EXERCISE AIM: Across all the records, filter for lines with the word "gray" and copy them.

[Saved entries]
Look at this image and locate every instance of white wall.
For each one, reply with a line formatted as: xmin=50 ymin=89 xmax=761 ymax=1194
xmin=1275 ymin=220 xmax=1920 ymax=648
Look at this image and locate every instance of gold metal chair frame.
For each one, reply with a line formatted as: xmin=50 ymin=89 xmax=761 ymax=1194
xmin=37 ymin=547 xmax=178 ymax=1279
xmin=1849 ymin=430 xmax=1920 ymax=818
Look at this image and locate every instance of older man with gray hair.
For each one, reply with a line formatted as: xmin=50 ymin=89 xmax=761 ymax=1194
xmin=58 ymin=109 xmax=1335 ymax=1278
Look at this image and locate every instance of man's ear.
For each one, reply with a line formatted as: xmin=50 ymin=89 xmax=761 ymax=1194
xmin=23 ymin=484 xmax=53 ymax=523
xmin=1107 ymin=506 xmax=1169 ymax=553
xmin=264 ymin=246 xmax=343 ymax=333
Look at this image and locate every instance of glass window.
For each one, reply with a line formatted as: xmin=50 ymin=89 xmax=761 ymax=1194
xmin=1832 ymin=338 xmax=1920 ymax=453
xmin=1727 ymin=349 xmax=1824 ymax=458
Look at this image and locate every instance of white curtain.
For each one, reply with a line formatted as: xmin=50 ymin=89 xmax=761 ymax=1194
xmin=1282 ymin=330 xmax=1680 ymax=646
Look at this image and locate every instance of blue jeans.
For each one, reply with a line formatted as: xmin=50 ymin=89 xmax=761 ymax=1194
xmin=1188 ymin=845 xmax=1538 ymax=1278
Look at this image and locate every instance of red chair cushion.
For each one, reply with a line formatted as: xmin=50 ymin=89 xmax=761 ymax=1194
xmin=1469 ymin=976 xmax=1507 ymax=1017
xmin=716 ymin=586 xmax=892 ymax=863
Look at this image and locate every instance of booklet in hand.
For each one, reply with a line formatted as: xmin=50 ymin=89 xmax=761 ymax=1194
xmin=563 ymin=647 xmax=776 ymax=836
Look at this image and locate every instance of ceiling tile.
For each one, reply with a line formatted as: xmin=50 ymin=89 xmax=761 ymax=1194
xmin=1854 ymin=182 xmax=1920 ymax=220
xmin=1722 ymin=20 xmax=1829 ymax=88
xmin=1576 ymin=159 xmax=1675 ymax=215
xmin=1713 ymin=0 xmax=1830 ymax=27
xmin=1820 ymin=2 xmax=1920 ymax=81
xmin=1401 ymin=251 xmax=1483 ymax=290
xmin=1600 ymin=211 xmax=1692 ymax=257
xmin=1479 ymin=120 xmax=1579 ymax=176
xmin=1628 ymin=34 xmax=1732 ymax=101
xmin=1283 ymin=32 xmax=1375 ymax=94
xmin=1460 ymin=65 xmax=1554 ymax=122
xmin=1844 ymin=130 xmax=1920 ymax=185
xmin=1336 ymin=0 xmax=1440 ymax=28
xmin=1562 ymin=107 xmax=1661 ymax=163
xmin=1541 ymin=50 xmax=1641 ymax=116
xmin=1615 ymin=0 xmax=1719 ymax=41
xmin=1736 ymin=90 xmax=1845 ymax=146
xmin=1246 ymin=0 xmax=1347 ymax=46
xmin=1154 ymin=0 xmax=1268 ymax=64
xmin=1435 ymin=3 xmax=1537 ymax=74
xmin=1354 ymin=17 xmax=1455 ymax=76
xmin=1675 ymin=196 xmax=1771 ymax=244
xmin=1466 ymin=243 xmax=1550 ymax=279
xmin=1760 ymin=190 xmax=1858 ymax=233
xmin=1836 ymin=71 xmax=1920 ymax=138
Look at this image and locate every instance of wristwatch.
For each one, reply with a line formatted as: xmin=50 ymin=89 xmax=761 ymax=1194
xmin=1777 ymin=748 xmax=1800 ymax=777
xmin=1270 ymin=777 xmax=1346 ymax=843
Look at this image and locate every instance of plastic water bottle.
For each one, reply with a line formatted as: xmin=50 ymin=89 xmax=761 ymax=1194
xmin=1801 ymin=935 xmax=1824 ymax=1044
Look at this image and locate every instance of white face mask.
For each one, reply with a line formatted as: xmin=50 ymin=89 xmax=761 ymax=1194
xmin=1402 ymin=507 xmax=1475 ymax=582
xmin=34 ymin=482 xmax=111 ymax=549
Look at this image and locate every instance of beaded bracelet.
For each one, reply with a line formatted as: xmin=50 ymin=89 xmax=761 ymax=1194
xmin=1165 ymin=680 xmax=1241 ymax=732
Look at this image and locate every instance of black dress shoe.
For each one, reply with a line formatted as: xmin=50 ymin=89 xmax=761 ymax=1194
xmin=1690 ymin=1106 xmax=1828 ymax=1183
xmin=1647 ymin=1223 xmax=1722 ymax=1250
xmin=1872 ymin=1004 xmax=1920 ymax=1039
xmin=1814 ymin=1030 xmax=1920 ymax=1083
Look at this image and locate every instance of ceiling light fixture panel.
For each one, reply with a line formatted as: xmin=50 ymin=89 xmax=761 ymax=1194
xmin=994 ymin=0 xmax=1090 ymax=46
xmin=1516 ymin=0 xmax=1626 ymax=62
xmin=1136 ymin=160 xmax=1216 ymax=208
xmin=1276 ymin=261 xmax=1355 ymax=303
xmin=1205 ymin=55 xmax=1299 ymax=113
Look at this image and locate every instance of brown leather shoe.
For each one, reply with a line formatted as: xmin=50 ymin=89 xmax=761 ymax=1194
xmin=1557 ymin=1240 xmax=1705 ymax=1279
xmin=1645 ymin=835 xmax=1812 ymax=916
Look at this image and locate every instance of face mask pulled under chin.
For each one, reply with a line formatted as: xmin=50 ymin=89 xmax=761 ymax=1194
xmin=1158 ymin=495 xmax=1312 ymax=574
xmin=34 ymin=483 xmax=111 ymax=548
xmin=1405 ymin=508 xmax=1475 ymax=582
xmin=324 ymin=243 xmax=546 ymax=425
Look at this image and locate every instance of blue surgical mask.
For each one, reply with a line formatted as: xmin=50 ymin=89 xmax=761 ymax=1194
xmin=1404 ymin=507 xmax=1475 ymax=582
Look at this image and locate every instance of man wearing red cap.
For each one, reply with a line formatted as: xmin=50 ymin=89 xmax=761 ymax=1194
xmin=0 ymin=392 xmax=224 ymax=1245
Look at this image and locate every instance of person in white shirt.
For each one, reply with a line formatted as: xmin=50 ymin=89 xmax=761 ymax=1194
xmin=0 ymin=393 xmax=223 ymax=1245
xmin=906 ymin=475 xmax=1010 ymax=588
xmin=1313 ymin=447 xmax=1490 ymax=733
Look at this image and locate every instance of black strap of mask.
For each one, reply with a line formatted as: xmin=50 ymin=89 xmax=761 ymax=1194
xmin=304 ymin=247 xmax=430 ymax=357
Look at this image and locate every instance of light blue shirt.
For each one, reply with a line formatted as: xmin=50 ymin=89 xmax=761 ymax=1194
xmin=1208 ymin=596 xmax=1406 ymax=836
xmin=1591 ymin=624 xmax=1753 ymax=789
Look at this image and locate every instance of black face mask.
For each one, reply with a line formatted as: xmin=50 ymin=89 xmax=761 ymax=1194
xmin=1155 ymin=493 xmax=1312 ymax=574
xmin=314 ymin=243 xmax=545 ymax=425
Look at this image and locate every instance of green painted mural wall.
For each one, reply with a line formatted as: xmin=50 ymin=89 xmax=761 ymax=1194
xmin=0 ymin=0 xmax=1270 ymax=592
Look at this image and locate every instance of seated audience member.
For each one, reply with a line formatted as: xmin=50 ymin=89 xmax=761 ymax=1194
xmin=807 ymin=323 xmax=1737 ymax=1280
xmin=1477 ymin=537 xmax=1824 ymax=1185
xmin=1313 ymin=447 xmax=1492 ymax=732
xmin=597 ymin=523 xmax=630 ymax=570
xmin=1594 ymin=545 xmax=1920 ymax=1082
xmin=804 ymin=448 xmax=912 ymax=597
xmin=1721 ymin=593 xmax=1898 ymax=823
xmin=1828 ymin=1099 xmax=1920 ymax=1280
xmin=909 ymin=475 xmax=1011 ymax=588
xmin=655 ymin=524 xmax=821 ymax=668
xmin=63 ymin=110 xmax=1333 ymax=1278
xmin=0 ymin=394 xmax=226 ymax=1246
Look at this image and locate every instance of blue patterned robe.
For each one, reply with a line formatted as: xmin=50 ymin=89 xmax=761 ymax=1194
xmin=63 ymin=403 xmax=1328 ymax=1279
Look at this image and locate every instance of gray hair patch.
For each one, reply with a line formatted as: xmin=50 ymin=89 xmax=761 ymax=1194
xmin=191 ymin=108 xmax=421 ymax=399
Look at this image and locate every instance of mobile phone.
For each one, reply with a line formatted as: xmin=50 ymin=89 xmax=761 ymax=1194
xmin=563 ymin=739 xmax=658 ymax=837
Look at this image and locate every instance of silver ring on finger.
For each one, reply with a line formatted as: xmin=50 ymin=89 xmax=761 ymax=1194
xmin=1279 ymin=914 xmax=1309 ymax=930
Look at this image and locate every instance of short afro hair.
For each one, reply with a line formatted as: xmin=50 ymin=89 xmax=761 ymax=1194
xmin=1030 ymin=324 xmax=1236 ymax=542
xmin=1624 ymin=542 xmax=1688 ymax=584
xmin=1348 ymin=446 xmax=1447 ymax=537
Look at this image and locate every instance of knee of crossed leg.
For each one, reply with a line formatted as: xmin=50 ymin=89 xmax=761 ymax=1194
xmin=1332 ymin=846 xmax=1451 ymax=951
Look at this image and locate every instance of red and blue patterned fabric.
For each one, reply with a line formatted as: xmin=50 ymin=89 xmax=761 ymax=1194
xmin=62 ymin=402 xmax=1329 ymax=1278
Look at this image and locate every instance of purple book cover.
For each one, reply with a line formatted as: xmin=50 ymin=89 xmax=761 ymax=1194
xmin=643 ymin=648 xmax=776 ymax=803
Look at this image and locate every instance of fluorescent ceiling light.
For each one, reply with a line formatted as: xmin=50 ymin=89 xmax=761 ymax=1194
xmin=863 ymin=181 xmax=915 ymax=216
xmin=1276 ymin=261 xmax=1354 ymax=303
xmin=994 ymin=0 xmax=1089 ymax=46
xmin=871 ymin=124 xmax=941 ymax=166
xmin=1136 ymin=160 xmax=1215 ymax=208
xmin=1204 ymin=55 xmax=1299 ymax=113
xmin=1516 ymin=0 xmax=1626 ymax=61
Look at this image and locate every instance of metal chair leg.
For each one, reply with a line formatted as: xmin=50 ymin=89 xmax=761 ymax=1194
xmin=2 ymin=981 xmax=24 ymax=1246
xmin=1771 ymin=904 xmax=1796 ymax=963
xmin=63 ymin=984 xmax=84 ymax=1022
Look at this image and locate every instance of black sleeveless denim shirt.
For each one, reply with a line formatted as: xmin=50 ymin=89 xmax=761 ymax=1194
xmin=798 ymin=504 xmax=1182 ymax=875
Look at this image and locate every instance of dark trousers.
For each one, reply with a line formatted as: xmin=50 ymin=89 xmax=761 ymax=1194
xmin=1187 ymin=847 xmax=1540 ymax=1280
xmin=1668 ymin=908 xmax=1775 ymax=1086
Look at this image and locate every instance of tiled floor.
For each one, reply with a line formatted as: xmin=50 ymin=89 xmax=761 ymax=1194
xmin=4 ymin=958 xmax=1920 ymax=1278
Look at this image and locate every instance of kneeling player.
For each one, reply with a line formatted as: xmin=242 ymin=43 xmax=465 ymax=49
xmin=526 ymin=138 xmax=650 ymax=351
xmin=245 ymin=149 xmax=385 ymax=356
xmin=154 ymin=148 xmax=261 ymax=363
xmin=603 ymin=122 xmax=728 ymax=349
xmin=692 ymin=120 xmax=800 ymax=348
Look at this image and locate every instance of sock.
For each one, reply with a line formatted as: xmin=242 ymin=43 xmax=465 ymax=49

COMPLETED TASK:
Look at this image and locate every instance of older man with gray hair.
Look at this image and locate every instance of gray hair patch.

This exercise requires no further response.